- [Given problem]
Print every line of the material below word for word, omitting the pictures.

Records
━━━━━━

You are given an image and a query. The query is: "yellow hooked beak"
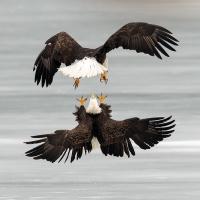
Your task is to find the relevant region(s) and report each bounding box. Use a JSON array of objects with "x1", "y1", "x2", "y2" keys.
[
  {"x1": 76, "y1": 96, "x2": 87, "y2": 106},
  {"x1": 97, "y1": 93, "x2": 107, "y2": 104}
]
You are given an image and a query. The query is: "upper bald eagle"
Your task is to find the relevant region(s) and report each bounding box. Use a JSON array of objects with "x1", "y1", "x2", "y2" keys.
[
  {"x1": 26, "y1": 96, "x2": 175, "y2": 162},
  {"x1": 33, "y1": 22, "x2": 178, "y2": 88}
]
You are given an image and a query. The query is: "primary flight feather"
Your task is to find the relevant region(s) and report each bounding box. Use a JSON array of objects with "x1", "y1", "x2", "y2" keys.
[
  {"x1": 26, "y1": 95, "x2": 175, "y2": 162},
  {"x1": 33, "y1": 22, "x2": 178, "y2": 88}
]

━━━━━━

- [Full output]
You are given an image and a query. The query is: "yellow hooked beak"
Your task is to find the relevant region(s) and report each bounding box. Use a JSON array of objects with "x1", "y1", "x2", "y2" keys.
[
  {"x1": 76, "y1": 96, "x2": 87, "y2": 106},
  {"x1": 97, "y1": 93, "x2": 107, "y2": 104}
]
You are given an image and a query. The query is: "upper bald eagle"
Your task is to find the relevant region(s) and report each bounding box. Use a JSON array of objects with "x1", "y1", "x2", "y2" keys.
[
  {"x1": 26, "y1": 96, "x2": 175, "y2": 162},
  {"x1": 33, "y1": 22, "x2": 178, "y2": 88}
]
You are given an image and a query. The query is: "primary flight feather"
Your task is to find the relevant region(s) and report each bounding box. Use a JSON array of objects with "x1", "y1", "x2", "y2" keys.
[
  {"x1": 26, "y1": 95, "x2": 175, "y2": 162},
  {"x1": 33, "y1": 22, "x2": 178, "y2": 88}
]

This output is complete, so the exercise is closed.